EXERCISE REQUIREMENTS:
Set down exactly, from the records below, the line with "Where can you spot the white hand" through the line with "Where can you spot the chrome", and nothing else.

*** Opening of PROVIDED INFORMATION ***

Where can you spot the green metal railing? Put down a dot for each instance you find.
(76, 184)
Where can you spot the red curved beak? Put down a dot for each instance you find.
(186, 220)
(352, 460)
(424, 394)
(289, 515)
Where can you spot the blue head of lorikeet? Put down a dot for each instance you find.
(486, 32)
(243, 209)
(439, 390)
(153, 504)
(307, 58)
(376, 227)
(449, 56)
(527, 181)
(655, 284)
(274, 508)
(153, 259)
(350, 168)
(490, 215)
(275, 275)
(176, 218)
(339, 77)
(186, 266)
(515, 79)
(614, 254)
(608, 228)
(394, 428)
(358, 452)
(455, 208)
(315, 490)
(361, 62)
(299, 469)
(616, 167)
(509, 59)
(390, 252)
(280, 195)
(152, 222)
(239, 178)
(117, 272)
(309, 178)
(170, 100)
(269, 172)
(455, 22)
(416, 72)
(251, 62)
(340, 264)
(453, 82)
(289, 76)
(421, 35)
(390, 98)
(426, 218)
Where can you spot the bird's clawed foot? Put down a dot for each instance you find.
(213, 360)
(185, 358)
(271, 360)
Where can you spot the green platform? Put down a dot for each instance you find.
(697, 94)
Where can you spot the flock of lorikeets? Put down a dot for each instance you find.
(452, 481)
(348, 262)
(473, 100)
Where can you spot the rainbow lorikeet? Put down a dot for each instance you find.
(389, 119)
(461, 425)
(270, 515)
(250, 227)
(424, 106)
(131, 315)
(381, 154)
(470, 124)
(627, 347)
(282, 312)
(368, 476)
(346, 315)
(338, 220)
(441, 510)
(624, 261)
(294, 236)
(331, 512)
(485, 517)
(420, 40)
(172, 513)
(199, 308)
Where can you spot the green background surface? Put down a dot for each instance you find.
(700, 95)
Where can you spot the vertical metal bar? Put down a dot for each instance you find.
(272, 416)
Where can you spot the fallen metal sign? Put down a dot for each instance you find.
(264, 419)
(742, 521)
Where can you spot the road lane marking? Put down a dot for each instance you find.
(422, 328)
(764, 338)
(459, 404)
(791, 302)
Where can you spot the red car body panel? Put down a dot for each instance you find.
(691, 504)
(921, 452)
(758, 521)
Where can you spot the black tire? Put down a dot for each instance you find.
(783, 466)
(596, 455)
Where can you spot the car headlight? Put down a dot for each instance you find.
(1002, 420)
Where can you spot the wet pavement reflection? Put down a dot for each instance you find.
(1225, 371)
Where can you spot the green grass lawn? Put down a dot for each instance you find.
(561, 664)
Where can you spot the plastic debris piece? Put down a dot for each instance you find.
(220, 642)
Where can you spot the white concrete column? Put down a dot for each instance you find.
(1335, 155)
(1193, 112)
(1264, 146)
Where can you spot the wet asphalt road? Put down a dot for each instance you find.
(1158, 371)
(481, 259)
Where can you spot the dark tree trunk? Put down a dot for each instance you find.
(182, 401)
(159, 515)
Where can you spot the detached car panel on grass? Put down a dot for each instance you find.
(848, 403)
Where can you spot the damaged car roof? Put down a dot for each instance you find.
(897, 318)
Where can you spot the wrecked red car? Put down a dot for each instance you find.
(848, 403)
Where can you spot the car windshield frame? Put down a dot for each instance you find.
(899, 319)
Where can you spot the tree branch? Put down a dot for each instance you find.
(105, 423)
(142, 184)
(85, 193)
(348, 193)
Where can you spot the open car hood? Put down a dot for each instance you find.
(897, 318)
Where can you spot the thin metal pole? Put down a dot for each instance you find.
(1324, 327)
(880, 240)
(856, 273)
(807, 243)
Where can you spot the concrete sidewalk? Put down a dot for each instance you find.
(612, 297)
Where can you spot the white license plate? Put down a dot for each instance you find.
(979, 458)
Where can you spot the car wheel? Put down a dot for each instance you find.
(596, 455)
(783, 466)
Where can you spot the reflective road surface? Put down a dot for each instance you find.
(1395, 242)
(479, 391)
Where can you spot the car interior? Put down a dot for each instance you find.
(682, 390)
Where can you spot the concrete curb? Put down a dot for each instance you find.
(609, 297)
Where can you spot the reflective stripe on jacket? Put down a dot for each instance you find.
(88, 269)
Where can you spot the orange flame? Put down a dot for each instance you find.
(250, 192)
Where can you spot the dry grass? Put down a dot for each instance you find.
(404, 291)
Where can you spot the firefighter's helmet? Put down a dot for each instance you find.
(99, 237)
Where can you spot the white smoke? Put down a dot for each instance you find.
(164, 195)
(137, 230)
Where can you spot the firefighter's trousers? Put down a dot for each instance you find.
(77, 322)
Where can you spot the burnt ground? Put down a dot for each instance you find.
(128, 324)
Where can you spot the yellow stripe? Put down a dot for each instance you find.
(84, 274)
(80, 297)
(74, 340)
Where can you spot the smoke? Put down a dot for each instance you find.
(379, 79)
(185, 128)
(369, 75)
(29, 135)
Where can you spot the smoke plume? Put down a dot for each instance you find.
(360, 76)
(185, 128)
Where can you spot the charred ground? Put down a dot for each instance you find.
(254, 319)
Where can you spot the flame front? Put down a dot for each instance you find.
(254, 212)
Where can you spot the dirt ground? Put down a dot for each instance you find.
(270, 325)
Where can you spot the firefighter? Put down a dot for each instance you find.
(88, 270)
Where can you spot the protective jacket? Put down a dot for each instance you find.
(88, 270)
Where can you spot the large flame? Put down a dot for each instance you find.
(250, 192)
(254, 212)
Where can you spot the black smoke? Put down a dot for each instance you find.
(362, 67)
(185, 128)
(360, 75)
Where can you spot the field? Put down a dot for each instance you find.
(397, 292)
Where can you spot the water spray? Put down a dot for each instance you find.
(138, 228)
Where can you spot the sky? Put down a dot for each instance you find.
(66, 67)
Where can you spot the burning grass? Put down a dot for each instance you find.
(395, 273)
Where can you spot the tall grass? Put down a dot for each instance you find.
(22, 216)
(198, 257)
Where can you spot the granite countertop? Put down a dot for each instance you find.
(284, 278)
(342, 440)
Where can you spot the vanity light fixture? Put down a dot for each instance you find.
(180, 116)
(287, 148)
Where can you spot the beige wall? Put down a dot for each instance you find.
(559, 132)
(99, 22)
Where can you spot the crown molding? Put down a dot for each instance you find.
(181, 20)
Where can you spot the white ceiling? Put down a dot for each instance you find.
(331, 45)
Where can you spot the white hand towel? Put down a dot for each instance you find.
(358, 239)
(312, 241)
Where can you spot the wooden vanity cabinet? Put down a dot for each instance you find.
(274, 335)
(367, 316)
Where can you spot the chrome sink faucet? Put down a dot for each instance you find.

*** Close of PROVIDED INFORMATION ***
*** Opening of PROVIDED INFORMATION ***

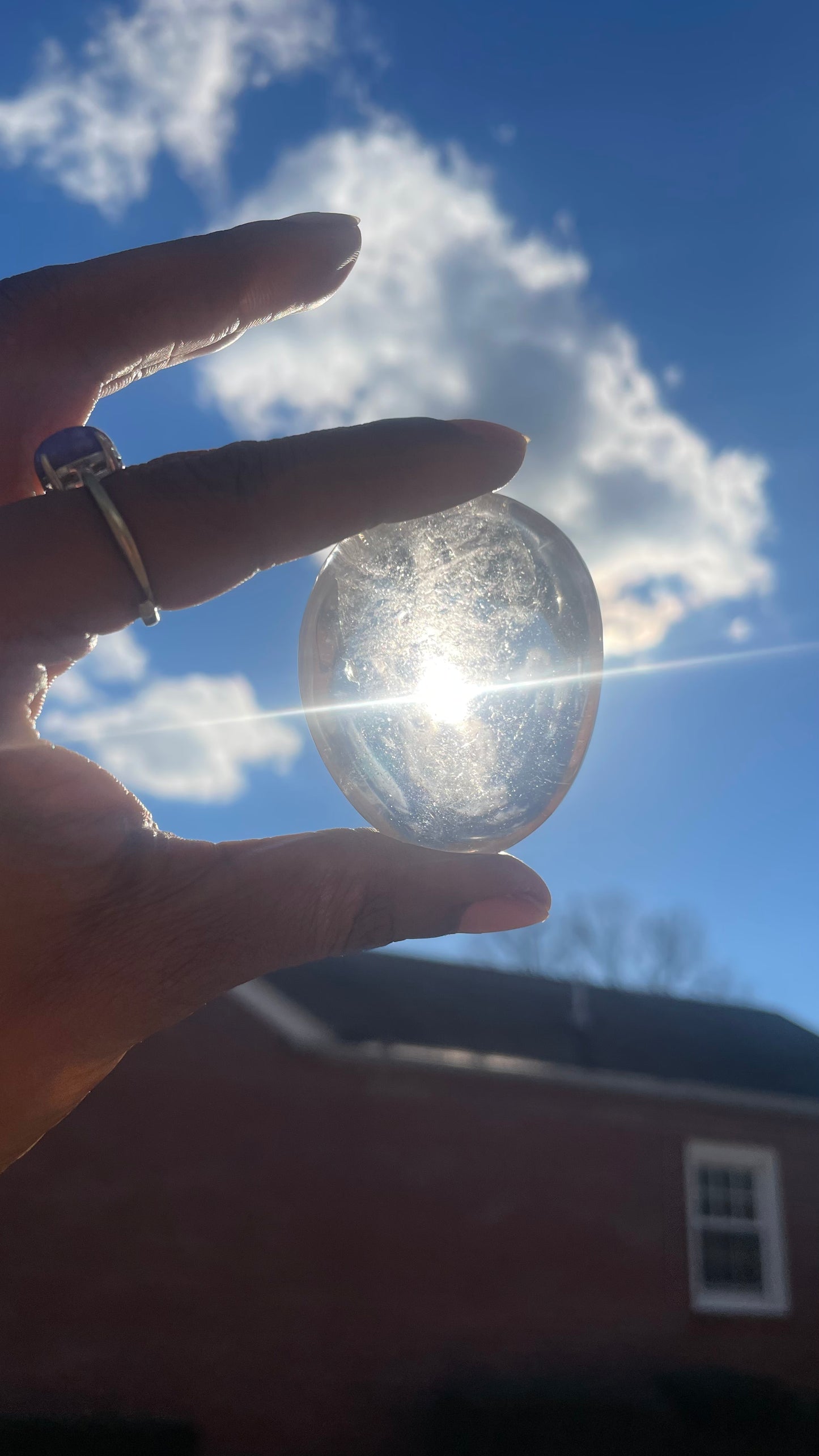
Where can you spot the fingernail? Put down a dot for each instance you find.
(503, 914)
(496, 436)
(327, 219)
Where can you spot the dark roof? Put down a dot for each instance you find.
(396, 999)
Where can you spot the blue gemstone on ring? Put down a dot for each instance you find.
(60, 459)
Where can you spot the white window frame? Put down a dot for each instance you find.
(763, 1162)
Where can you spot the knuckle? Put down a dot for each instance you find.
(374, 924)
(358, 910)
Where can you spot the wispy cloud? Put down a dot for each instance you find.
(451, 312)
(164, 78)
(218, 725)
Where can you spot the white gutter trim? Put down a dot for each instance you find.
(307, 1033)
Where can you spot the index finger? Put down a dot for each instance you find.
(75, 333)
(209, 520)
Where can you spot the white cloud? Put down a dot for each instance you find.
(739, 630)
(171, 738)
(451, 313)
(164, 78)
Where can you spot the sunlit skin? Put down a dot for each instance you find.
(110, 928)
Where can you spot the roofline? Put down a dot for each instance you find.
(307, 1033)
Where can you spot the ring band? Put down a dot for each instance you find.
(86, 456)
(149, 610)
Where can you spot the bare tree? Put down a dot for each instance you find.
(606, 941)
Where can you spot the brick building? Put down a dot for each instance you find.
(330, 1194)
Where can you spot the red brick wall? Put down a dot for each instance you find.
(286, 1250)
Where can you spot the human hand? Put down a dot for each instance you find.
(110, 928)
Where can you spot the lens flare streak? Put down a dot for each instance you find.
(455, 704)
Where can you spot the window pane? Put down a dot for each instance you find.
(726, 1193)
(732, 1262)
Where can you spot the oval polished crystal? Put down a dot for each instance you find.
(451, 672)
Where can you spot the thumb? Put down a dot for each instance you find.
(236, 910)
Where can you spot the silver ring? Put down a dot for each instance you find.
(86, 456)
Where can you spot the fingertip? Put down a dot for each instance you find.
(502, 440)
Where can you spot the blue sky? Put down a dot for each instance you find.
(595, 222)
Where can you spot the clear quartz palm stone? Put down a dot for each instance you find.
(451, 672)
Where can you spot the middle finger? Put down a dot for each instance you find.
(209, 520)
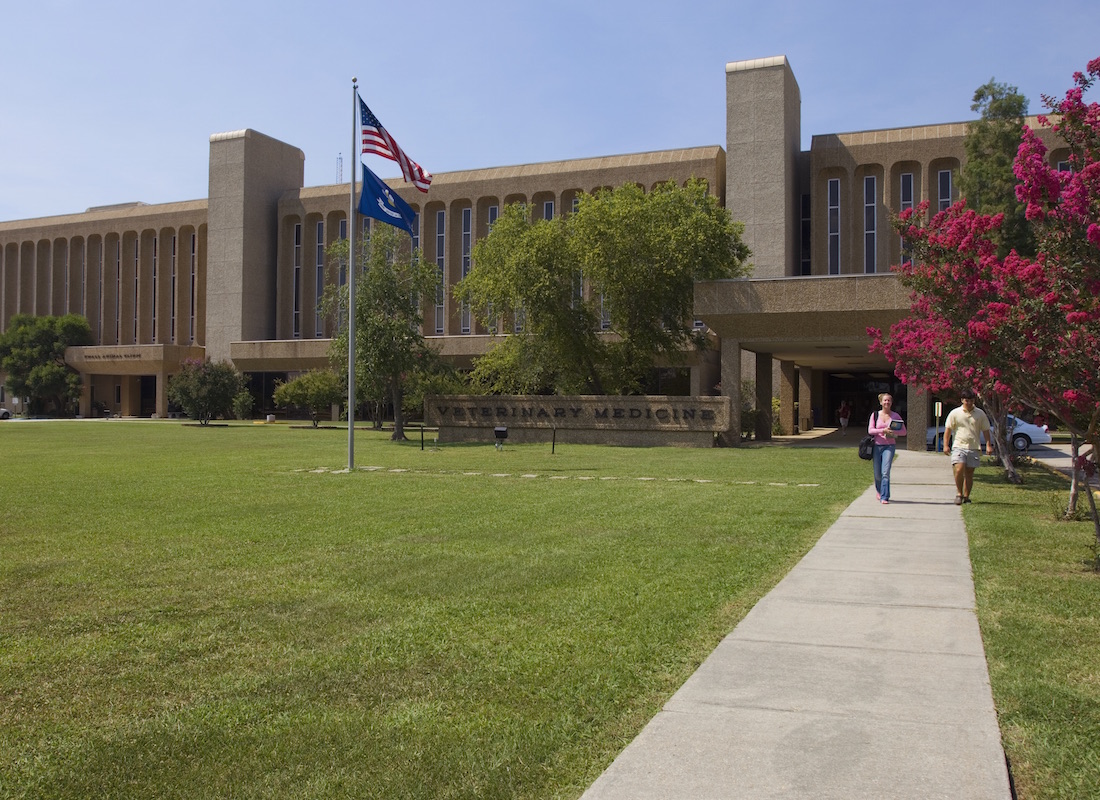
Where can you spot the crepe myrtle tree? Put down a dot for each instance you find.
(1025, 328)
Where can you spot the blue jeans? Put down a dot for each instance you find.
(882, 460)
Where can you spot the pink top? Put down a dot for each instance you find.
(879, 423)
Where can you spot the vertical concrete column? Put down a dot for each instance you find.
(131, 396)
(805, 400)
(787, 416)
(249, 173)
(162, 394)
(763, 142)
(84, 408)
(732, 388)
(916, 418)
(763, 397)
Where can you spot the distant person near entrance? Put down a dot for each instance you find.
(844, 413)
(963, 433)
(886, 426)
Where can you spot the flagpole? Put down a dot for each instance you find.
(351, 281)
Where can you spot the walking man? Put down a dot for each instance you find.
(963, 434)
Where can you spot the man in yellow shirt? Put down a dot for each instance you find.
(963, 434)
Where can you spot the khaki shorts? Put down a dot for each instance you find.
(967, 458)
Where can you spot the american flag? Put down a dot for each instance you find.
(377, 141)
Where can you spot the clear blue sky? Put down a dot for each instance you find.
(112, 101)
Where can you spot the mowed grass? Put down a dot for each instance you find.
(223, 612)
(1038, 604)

*** Close of PROVIDED INFORMATION ***

COMPLETED EXERCISE:
Where can you spot the white hand towel? Put down a dot for each instance you find.
(358, 239)
(312, 241)
Where can you spot the wooden vanity cabinet? Put down a dot for each instance you find.
(274, 335)
(367, 316)
Where can you spot the chrome sink faucet? Put down a dot for each instance you find.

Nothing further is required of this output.